---------- TEXTO MOSTRADO
Naturalmente, ninguna farmacia vende la interleucina-2, pero sus contactos con otros laboratorios de investigación permitieron a Luc Montagnier procurársela a su equipo de la sala Bru. Françoise Barré-Sinoussi se apresuró a distribuir el precioso producto en los frascos que contenían los linfocitos infectados del estilista de moda. Dopados de ese modo, Françoise ya los imaginaba despertando bruscamente de su sopor, estallando en miríadas de células totalmente nuevas que activarían por millones a los virus emboscados en sus núcleos. Un sueño que tenía que hacerse realidad si se quería obligar al virus asesino a desenmascararse y a revelar su identidad.
--------------------
CONSIGNA A:
Indique si cada afirmación concuerda con el fragmento sobre la interleucina-2 y respalde cada respuesta con las palabras decisivas del fragmento, citadas literalmente: (i) La interleucina-2 podía adquirirse en una farmacia. (ii) Françoise Barré-Sinoussi distribuyó el producto en los frascos. (iii) Los linfocitos infectados procedían del estilista de moda.
CONSIGNA B:
Traduzca al inglés esta oración del fragmento sobre la interleucina-2: «Un sueño que tenía que hacerse realidad si se quería obligar al virus asesino a desenmascararse y a revelar su identidad.»
CONSIGNA C:
Prosiga el fragmento sobre la interleucina-2 a partir de su última oración.
El listado no interviene en nada de esto.
---------- MATERIAL PROPORCIONADO
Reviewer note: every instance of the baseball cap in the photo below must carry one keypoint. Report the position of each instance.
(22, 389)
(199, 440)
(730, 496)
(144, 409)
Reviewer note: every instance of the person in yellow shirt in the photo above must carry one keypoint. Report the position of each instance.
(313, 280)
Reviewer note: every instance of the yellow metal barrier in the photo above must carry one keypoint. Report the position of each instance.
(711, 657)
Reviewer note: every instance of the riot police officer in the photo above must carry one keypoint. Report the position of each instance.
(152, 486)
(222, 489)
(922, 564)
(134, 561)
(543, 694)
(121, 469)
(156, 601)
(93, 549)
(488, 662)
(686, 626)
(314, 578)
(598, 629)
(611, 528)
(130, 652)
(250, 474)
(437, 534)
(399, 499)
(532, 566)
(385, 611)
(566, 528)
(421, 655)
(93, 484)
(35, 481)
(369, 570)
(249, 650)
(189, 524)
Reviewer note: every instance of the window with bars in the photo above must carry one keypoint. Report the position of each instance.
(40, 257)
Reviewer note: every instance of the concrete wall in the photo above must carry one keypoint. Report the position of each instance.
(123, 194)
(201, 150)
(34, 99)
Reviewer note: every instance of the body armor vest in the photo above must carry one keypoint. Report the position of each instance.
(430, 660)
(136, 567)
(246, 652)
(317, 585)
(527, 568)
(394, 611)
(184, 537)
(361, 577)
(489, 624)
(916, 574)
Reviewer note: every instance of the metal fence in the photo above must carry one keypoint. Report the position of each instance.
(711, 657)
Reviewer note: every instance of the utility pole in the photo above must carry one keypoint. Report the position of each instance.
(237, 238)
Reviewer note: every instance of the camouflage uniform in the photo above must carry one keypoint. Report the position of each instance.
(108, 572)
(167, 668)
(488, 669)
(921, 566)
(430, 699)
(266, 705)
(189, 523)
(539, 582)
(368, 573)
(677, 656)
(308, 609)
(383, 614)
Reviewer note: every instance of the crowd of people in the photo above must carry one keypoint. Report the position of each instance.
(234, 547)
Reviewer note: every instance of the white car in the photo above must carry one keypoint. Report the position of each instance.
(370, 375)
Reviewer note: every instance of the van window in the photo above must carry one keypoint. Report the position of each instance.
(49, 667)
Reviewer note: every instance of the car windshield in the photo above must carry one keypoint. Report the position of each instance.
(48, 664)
--------------------
ESPACIO DE RESPUESTA A:
(i) No: «Naturalmente, ninguna farmacia vende la interleucina-2».
(ii) Sí: «Françoise Barré-Sinoussi se apresuró a distribuir el precioso producto en los frascos».
(iii) Sí: «los linfocitos infectados del estilista de moda».

ESPACIO DE RESPUESTA B:
A dream that had to come true if the killer virus was to be forced to unmask itself and reveal its identity.

ESPACIO DE RESPUESTA C:
Consciente de la gravedad del reto, el equipo no dejó nada al azar y se dedicó metódicamente a superar uno tras otro todos los obstáculos. Uno de ellos era la propiedad que tienen los linfocitos de segregar una sustancia antivírica ante la primera agresión de un virus. La acción habitualmente beneficiosa de esa sustancia, llamada interferón, amenazaba hoy con producir un efecto nefasto. De hecho, en cuanto fueran estimulados por la aportación de la interleucina-2, los linfocitos del enfermo podrían comenzar a producir fuertes dosis de interferón para luchar contra el virus que, por el contrario, se pretendía que proliferase. Es verdad que el interferón no tenía, en sí mismo, la capacidad de liberar a los glóbulos blancos de los virus que los infectaban (si no, el sida no existiría). Pero amenazaba con dificultar la multiplicación de la masa vírica.